== Material for the task

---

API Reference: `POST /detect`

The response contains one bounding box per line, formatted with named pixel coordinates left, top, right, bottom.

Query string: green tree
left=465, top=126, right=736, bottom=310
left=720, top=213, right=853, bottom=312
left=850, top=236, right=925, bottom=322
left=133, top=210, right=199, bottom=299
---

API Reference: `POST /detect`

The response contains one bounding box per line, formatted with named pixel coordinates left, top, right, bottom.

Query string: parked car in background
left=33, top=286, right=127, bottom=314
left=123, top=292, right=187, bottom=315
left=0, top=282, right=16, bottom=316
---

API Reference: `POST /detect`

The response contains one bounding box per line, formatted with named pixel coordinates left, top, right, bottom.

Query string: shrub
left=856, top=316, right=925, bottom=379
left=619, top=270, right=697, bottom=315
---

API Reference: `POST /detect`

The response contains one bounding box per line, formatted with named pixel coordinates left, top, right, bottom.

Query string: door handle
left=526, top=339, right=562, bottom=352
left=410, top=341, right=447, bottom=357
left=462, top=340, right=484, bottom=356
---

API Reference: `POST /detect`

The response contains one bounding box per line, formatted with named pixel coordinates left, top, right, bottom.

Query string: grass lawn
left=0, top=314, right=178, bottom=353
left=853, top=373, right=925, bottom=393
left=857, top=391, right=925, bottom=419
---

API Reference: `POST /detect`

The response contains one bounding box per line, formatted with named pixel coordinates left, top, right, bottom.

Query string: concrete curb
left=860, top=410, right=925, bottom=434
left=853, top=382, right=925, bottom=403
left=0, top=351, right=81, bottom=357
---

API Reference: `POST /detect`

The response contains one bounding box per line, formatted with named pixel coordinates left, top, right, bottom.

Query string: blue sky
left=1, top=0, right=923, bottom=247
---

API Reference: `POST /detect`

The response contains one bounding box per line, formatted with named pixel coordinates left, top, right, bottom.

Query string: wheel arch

====

* Work required
The material must be duplicated in full, with each line kept exact.

* Written response
---

API Reference: `POST /detect`

The response contains one bounding box per line, formatted with named pixel coordinates left, top, right, bottom.

Query string: green tree
left=465, top=126, right=736, bottom=310
left=720, top=213, right=853, bottom=312
left=850, top=236, right=925, bottom=322
left=133, top=210, right=199, bottom=299
---

API Reference: `POST /detect`

The response contains one bounding box per line, formatted with named pixel coordinates left, top, right, bottom.

Query string: parked car in background
left=33, top=286, right=127, bottom=314
left=123, top=292, right=187, bottom=315
left=0, top=282, right=16, bottom=316
---

API Reference: `POST /detect`

The response contains one bounding box per line, formatted with named pixel coordinates left, top, right, bottom.

Query string: shrub
left=856, top=316, right=925, bottom=379
left=619, top=270, right=697, bottom=315
---

API Reference: `POST /detect`

The response contains one bounding box per line, formatted with named pixel coordinates left, top, right, bottom.

Query string: door handle
left=526, top=339, right=562, bottom=352
left=410, top=341, right=447, bottom=357
left=462, top=340, right=484, bottom=356
---

API Reference: `POST /detect`

The response contains one bounding box per line, formatted with named pixel coordinates left, top, right, bottom.

Query string: grass lawn
left=0, top=314, right=178, bottom=353
left=853, top=373, right=925, bottom=393
left=857, top=391, right=925, bottom=419
---

API Reference: `POST /detect`

The response contains one bounding box per line, formatted with named pixel coordinates left, top, right, bottom.

Query string: concrete curb
left=860, top=410, right=925, bottom=434
left=853, top=382, right=925, bottom=403
left=0, top=351, right=81, bottom=357
---

API Reference: `POST /detect`

The response contains one bounding box per line, formatted with named pixel coordinates left, top, right, bottom.

Query string: blue sky
left=1, top=0, right=923, bottom=247
---

API Reference: `POST /detect`

The response contains one bounding box per line, formatted with named pixel coordinates left, top, right, bottom.

Query string: wheel arch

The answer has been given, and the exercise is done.